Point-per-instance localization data
▼

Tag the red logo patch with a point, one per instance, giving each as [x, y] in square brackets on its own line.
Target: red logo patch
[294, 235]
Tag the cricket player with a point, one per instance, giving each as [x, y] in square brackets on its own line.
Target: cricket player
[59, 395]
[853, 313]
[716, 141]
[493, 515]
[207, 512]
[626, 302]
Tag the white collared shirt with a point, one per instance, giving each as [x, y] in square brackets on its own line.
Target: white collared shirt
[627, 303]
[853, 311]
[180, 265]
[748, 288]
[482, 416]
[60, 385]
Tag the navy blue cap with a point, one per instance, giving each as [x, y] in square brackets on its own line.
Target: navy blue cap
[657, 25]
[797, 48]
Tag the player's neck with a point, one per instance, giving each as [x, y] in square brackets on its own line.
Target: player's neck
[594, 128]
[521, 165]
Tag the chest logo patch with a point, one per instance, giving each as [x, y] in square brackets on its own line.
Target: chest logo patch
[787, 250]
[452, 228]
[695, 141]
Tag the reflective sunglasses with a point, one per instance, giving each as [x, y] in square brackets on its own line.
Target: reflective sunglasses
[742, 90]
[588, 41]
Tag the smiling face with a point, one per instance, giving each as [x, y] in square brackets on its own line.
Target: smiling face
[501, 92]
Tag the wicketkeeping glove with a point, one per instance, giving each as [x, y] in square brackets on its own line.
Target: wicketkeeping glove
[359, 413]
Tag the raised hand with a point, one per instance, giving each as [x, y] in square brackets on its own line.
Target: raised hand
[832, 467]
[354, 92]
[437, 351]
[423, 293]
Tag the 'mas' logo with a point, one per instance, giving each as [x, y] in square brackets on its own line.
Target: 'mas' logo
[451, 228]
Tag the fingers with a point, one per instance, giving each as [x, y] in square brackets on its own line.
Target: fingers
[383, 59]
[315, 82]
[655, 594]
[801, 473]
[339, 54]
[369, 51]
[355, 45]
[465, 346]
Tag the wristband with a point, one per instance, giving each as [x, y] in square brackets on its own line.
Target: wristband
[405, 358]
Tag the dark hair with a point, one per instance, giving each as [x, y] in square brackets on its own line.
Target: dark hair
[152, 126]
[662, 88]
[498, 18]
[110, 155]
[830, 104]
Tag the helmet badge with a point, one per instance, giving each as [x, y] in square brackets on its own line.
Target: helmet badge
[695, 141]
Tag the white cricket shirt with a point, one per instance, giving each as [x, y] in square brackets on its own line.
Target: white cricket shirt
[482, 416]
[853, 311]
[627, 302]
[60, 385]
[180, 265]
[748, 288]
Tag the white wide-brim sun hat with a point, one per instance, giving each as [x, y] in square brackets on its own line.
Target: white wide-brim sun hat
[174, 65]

▲

◆ WORK ORDER ◆
The answer should consist of the lines from the first line of the entries through the line with "Tag the white collared", copied exactly.

◆ TASK SOLUTION ◆
Tag the red logo patch with a point, one per instance, giving each as [x, y] in square brackets on its own line.
Target: red logo patch
[294, 235]
Tag the cricket player with a point, one per instance, giving each as [x, y] in square brackets on its own line.
Target: cricket player
[59, 395]
[853, 313]
[716, 141]
[493, 515]
[207, 512]
[626, 302]
Tag the white collared shirt with a point, one per instance, giving each as [x, y] in square brackets on its own line.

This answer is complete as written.